→ WHAT YOU WILL DO:
a: Print everything in the article on the Lib Dem ministers' taped remarks from "The latest revelations" down to "his London home.", without changing a word.
b: Proceed with the article on the Lib Dem ministers' taped remarks, picking up after its final sentence.

Scottish Secretary Michael Moore, Business Minister Ed Davey and Pensions Minister Steve Webb were caught on tape by undercover reporters from the Daily Telegraph speaking out against a range of Government positions.



Labour leader Ed Miliband said their comments had exposed the "sham" of coalition politics, with Lib Dem ministers saying one thing in public and something very different in private.



The latest revelations came after Business Secretary Vince Cable was yesterday humiliatingly stripped of his responsibilities for the media after he claimed to have "declared war" on Rupert Murdoch's media empire.



Mr Clegg said that Mr Cable's comments had been "very unfortunate" but insisted that the matter had been dealt with.



"I think now Vince and the Government can move on and that is the end of it," he told reporters as he left his London home.



He also sought to play down the comments by his fellow Lib Dem ministers who criticised the decisions to scrap child benefit for higher-rate taxpayers, cut housing housing benefit and put up university tuition fees.



"I don't think we should be surprised about the reports of what other ministers have said - that there are differences of opinion in a coalition, as there are indeed in all governments," Mr Clegg said.



"The most important thing is that we get on and work together in the coalition Government to fix the mess that we have inherited from Labour. That is what people expect from us and that's exactly what we are doing."



Mr Miliband, however, said that it was clear that "the cracks are starting to widen" in the coalition ranks.



"These are decisions of a Conservative-led Government propped up by Liberal Democrat passengers. Passengers not in the front seat, not even in the back seat of the car, but passengers who have got themselves locked in the boot," he said.



There were signs of unease within the Tory ranks at the latest criticisms from Lib Dem ministers, with some senior Conservatives complaining that Mr Cable had only kept his job for the sake of coalition unity.



John Whittingdale, the Conservative chairman of the Commons Culture, Media and Sport Committee, said that Mr Cable would "almost certainly" have been sacked if he was a Tory minister.



"I'm not happy, but nevertheless I accept that in a coalition we have to do things to keep our partners in the coalition content," he told the BBC Radio 4 Today programme.

→ DATASET CONTENT:
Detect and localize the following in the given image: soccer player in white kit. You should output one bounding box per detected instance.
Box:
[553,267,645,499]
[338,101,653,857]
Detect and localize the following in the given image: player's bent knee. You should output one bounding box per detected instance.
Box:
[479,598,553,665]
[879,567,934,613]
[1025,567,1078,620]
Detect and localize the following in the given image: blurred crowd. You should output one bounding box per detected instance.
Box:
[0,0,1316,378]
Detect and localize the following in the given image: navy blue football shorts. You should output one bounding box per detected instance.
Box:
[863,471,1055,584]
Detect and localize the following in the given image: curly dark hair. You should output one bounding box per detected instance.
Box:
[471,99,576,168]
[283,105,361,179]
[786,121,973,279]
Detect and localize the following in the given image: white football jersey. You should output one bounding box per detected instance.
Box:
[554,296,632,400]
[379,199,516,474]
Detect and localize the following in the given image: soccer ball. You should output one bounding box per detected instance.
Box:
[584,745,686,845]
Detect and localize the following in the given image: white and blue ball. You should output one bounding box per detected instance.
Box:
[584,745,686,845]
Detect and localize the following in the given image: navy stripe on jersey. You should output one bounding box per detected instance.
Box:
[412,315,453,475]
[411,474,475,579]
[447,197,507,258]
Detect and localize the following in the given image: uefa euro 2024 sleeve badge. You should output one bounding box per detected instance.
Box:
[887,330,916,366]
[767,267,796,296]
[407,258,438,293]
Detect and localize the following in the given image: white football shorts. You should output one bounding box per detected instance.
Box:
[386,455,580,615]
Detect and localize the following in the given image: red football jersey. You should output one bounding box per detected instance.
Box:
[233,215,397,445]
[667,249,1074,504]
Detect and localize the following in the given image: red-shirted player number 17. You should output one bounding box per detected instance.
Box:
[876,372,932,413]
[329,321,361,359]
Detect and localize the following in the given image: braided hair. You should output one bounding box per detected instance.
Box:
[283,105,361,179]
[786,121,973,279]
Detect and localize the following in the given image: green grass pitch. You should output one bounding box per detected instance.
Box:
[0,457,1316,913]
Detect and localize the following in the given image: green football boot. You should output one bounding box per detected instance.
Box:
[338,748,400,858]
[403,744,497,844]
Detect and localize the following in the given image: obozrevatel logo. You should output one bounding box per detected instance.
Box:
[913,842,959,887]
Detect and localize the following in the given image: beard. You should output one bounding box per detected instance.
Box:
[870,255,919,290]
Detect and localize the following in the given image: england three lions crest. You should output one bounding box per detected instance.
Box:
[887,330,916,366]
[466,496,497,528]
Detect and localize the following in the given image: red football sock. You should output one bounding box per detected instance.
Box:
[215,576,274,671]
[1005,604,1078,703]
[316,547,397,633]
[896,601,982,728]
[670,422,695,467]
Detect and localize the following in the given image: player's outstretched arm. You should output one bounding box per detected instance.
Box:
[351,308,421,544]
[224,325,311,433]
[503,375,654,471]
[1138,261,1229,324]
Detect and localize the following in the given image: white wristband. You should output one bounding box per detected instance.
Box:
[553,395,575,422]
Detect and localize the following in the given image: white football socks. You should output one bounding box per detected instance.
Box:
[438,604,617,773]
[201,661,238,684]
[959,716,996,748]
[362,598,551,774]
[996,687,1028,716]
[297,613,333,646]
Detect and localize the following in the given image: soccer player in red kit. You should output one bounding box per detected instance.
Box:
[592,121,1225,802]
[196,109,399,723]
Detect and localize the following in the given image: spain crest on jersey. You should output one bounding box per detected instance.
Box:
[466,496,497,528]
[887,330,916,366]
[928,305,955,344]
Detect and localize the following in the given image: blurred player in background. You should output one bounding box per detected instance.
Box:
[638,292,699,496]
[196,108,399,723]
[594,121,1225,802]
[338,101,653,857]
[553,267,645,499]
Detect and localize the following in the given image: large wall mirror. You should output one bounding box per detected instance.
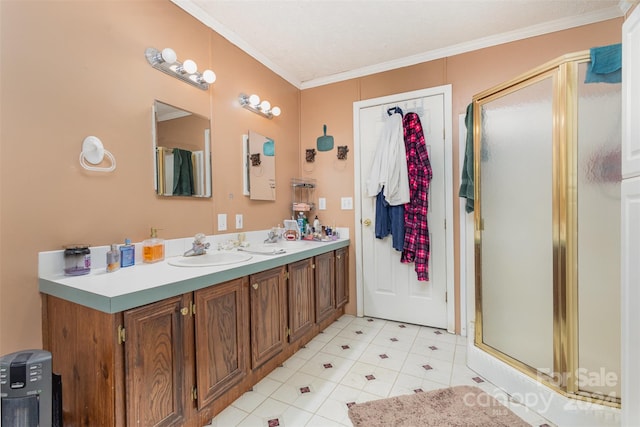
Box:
[153,101,211,197]
[245,130,276,200]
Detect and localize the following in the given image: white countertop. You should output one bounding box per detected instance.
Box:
[39,232,349,313]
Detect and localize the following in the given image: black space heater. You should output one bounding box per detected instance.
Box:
[0,350,62,427]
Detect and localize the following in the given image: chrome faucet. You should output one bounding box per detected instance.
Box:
[183,233,211,256]
[264,230,278,243]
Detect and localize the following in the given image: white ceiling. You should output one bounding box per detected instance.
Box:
[172,0,638,89]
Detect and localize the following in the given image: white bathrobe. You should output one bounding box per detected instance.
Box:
[367,113,409,206]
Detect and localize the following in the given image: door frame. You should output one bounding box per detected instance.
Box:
[353,84,457,333]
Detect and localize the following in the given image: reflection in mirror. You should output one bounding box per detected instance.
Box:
[153,101,211,197]
[246,131,276,200]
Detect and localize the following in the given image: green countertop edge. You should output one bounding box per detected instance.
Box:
[38,239,350,314]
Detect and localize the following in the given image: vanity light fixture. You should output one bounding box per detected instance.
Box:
[238,93,282,119]
[144,47,216,90]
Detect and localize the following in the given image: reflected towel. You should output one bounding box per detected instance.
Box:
[458,103,474,213]
[584,43,622,83]
[173,148,193,196]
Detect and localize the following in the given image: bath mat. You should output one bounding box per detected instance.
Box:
[349,386,530,427]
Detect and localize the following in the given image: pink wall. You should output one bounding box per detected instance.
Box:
[0,0,300,354]
[0,0,622,354]
[301,19,623,332]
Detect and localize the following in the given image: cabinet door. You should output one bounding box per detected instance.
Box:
[315,252,336,322]
[194,277,249,408]
[124,294,193,426]
[288,258,315,342]
[336,247,349,309]
[249,266,287,369]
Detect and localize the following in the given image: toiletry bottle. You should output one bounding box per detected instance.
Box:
[107,244,120,273]
[297,212,306,239]
[120,239,136,267]
[142,228,164,263]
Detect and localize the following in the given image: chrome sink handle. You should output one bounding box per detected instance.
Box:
[183,233,211,256]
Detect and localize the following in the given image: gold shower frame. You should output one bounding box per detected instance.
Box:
[473,50,620,408]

→ SOLVED TASKS:
a:
The latest revelations came after Business Secretary Vince Cable was yesterday humiliatingly stripped of his responsibilities for the media after he claimed to have "declared war" on Rupert Murdoch's media empire.



Mr Clegg said that Mr Cable's comments had been "very unfortunate" but insisted that the matter had been dealt with.



"I think now Vince and the Government can move on and that is the end of it," he told reporters as he left his London home.

b:
"Equally, it's quite plain that Vince Cable is the second most important Liberal member of the coalition. We have already lost one leading Liberal minister and the feeling was we cannot afford to lose another."







Mr Cable's responsibilities for media regulation have passed to Culture Secretary Jeremy Hunt, who will now have to arbitrate on the bid by Mr Murdoch's News Corp to take a majority stake in the broadcaster, BSkyB.



Labour said that they would be writing to Cabinet Secretary Sir Gus O'Donnell, seeking assurances that Mr Hunt was a "fit and proper person" to handle the case after he reportedly said that the bid did not represent a "substantial change".



Mr Miliband said: "I think it is right that we as the Opposition seek reassurance from Gus O'Donnell that he believes that nothing that Jeremy Hunt has said has prejudiced him."



In the latest Daily Telegraph disclosures, Mr Moore was quoted as describing the increase in tuition fees as "the biggest, ugliest, most horrific thing in all of this... a car crash, a train wreck".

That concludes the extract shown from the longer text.